Begin Excerpted text

What We Need to Learn from Idi Amin
The dictator of Uganda had a “mass deportation program” too
In August of 1972, the new dictator of Uganda, under the official title His Excellency President Idi Amin Dada, Head of State, Commander-in-Chief of the Armed Forces, Army Chief of Staff, and Chief of Air Staff Idi Amin, declared that he was going to expel all “Asians” from his country within 90 days.
NOTE: He later adjusted to even more fanciful titles, including “His Excellency, President for Life, Field Marshal Al Hadji Doctor Idi Amin Dada, VC, DSO, MC, Lord of All the Beasts of the Earth and Fishes of the Sea and Conqueror of the British Empire in Africa in General and Uganda in Particular.”
Amin took power in a military coup, with the approval of British and Israeli intelligence, in 1971, and immediately set about turning Uganda into a kakistocratic militarized dictatorship by dissolving the parliament, persecuting his political opponents, and installing unqualified, sadistic cronies. But the populist message Amin delivered was nationalistic, racist and clear. He wanted mass deportations of the entire Asian population of Uganda, who had come there under British colonial rule, and controlled a majority of the nation’s trade.
“I’m giving Uganda back to ethnic Ugandans.”
—Idi Amin, August 1972
This precise message has been echoed throughout history by racist demagogues.

End Excerpted text
Begin Data listing

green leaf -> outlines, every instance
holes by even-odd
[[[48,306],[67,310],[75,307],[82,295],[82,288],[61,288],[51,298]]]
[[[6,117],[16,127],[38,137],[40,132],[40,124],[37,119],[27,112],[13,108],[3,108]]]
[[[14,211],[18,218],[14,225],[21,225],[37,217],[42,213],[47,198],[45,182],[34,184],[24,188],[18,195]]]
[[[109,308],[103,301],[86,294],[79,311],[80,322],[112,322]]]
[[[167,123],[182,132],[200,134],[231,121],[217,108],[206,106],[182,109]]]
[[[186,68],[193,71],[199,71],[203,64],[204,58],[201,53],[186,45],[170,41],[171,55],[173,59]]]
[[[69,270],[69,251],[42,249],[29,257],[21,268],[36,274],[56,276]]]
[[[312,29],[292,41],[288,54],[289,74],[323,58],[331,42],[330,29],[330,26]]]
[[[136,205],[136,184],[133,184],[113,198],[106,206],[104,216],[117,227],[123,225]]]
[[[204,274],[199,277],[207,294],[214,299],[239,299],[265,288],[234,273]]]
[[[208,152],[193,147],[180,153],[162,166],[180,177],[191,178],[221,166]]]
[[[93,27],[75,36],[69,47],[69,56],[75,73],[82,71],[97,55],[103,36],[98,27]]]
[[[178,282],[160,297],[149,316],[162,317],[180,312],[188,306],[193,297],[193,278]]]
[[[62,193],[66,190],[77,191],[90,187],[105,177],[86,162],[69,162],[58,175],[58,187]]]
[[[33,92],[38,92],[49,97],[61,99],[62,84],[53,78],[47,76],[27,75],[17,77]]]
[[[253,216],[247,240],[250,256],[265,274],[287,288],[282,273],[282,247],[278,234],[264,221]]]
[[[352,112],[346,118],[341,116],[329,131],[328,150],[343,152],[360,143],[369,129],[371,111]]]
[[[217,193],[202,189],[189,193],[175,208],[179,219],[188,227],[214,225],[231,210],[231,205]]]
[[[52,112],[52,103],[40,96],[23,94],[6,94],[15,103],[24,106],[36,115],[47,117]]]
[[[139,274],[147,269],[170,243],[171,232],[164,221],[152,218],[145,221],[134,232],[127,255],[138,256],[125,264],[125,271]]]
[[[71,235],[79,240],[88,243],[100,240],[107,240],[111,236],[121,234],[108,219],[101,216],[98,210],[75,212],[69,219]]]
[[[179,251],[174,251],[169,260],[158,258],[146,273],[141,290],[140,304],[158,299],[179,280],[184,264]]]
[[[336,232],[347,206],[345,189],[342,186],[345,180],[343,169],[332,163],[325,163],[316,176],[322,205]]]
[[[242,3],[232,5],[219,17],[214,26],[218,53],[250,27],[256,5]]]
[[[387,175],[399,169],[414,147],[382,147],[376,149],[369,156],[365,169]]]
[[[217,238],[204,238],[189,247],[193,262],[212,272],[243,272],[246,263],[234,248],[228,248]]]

End Data listing

*Exercise set*:
a – Answer these questions using the article on Idi Amin:
(i) Within how many days did Amin say he would expel all "Asians" from Uganda?
(ii) In what year did Amin take power in a military coup?
(iii) Which countries' intelligence services approved the coup?
b – List every action the article on Idi Amin says he took to turn Uganda into a militarized dictatorship.
c – Summarize the article on Idi Amin in two sentences.
The data come from a separate source.

*Responses per task*:
a –
(i) 90 days
(ii) 1971
(iii) Britain and Israel

b –
- Dissolving the parliament
- Persecuting his political opponents
- Installing unqualified, sadistic cronies

c – After seizing power in a 1971 military coup, Idi Amin made Uganda a militarized dictatorship, and in August 1972 he declared that all "Asians" would be expelled from the country within 90 days. His nationalistic, racist message called for the mass deportation of Uganda's Asian population, who controlled a majority of the nation's trade, and the article says such messages have been echoed throughout history by racist demagogues.